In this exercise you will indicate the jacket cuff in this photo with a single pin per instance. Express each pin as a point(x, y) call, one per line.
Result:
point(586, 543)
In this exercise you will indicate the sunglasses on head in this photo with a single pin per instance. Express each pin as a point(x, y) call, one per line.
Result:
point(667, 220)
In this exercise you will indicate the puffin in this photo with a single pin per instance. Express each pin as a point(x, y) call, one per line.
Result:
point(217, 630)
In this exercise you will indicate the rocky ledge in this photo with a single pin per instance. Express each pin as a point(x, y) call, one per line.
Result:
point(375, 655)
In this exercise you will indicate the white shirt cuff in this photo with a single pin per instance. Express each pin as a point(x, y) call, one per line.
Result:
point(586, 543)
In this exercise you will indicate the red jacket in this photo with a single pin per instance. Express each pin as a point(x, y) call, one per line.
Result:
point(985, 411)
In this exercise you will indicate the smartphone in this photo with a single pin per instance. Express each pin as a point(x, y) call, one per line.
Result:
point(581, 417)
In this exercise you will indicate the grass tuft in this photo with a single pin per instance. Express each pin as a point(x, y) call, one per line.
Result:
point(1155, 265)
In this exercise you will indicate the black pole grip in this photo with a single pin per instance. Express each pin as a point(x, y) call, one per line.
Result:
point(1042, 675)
...
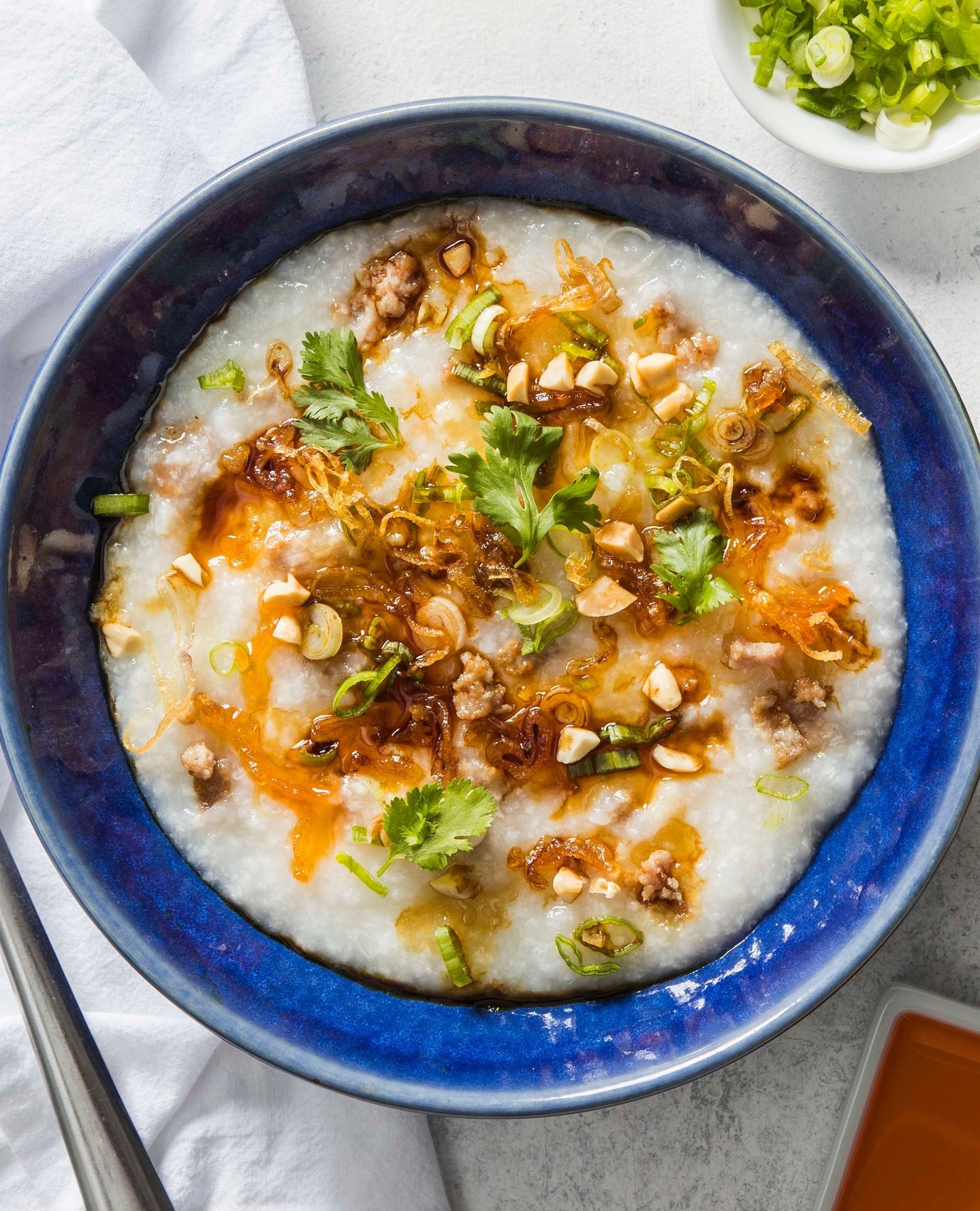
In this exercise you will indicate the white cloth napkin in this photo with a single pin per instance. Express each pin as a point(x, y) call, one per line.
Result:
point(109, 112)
--
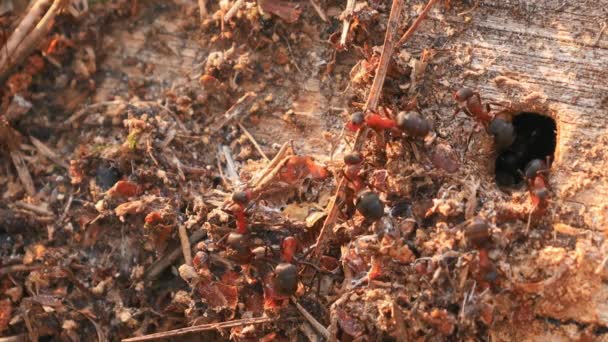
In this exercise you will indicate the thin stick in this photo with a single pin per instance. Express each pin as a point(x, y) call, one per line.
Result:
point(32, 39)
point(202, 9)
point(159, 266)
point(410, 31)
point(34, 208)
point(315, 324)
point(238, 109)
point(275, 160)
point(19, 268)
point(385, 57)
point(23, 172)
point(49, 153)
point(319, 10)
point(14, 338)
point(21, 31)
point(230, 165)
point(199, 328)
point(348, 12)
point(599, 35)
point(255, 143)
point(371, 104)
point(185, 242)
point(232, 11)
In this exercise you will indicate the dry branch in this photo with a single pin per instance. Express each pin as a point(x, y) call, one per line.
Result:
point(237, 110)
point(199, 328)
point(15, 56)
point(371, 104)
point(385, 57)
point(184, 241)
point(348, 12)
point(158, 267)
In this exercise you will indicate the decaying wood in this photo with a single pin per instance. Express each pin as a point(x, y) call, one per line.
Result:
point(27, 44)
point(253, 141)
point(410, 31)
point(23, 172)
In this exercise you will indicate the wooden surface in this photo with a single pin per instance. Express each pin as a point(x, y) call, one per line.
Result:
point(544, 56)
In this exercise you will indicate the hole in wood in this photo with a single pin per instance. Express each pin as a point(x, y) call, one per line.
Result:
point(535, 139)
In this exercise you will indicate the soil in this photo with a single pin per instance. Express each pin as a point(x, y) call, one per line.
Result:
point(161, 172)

_Challenge_
Add 100 to each x and y coordinate in the answers of the listing, starting at the line that contains "In this exercise you will indicate the jacket" and ending at the line that contains "point(1155, 265)". Reproduce every line in that span, requests included, and change nothing but the answer coordinates.

_Solution for this task_
In this exercise you will indicate the jacket cuff in this photo with a single pin per instance. Express each pin as a point(x, y) call, one per line.
Result:
point(686, 643)
In this exercise you will indicate the sunglasses on head in this photo with a single pin per instance. Express each pin as a point(x, y) call, one per line.
Result:
point(767, 320)
In this exercise you will indicate the puffin in this photo with a single pin per instance. Express each pin as a point(x, y) call, one per line.
Result:
point(317, 730)
In this exercise you will indicate the rocky ledge in this photo with a single pin per instance. Express each pin as a point(x, y) call, one per line.
Result:
point(475, 755)
In this exercise you will indicate the white shirt cuff in this photo with a single pin per instance. Express each pin as a point(x, y) call, one per line.
Result:
point(686, 643)
In this exercise you will indicate the red jacket in this photo with a single pin per instance. Express each pin as a point(x, y) call, one per line.
Result:
point(1085, 511)
In this exercise you will indicate the smartphone in this photo with a single pin per instance. Express each pin as a point(x, y) call, one per line.
Result:
point(681, 517)
In this exercise you will indicate the grass tuft in this photo with a single pin per instance. Express each pin as a point(x, y) call, one per line.
Result:
point(1255, 365)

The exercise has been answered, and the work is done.